→ **Testo del documento**
Il fortunato incontro tra la chimica (dell’ambiente) Elena Badetti e l’archeologa Laura Longo, entrambe cafoscarine, ha permesso di acquisire nuovi dati e informazioni inaspettate dallo studio di una serie di ciottoli ritrovati dagli archeologi del Museo Nazionale della Georgia nella grotta di Dzudzuana, ai piedi del Grande Caucaso, grazie alla integrazione di tecniche di imaging, ossia ciò che è possibile vedere, con la caratterizzazione chimica, per l’analisi dello spettro del non visibile.

L'ingresso della grotta di Dzudzuana, Georgia

Il connubio tra discipline STEM e archeologia intrapreso presso il Dipartimento di Scienze Ambientali, Informatica e Statistica ha consentito l’applicazione di tecniche di analisi avanzate su reperti solitamente poco o per nulla studiati, che raccontano quello che finora l'archeologia non aveva ancora indagato.

→ **Elenco dei compiti**
(a) Traduci in inglese questa frase del testo sui ciottoli della grotta di Dzudzuana: "Il connubio tra discipline STEM e archeologia intrapreso presso il Dipartimento di Scienze Ambientali, Informatica e Statistica ha consentito l’applicazione di tecniche di analisi avanzate su reperti solitamente poco o per nulla studiati, che raccontano quello che finora l'archeologia non aveva ancora indagato."
(b) Prosegui il testo sui ciottoli della grotta di Dzudzuana, riprendendo subito dopo la sua ultima frase.

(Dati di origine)
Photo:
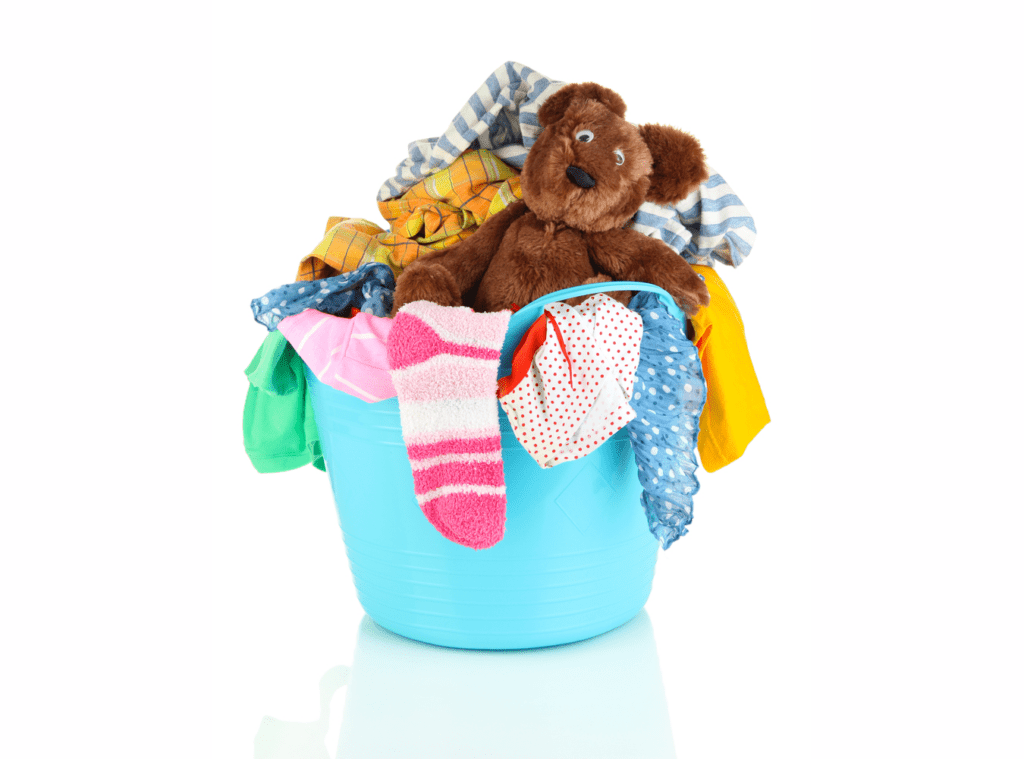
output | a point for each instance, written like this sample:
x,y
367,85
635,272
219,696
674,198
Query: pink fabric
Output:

→ **Elenco delle risposte**
(a) The combination of STEM disciplines and archaeology undertaken at the Department of Environmental Sciences, Informatics and Statistics has made it possible to apply advanced analytical techniques to finds that are usually little studied or not studied at all, which reveal what archaeology had not yet investigated until now.

(b)
Il prelievo e lo studio di frammenti microscopici ritrovati sulle superfici utilizzate e nella porosità superficiale delle pietre hanno permesso di rilevare la presenza di granuli di amidi, eccezionalmente conservati dopo 36.000 anni, ma anche resti di fibre e di altri composti vegetali colorati.

La ricercatrice e l’archeologa ci hanno accompagnato in questo viaggio nel tempo. 

Come hanno preso il via le vostre ricerche?

Alla base c’è una precisa domanda: quale può essere stato uno dei motivi per cui Homo sapiens riesce in poco tempo, 5-6.000 anni, a stabilirsi in territori già abitati da un’altra specie - i Neandertaliani – e a sopravvivere in un contesto nuovo, a volte ecologicamente e climaticamente inospitale, quindi in competizione con altri ominidi già stanziati? La capacità di sfruttare in modo efficace  diverse risorse di cibo potrebbe aver fatto la differenza. Ma come dimostrarlo?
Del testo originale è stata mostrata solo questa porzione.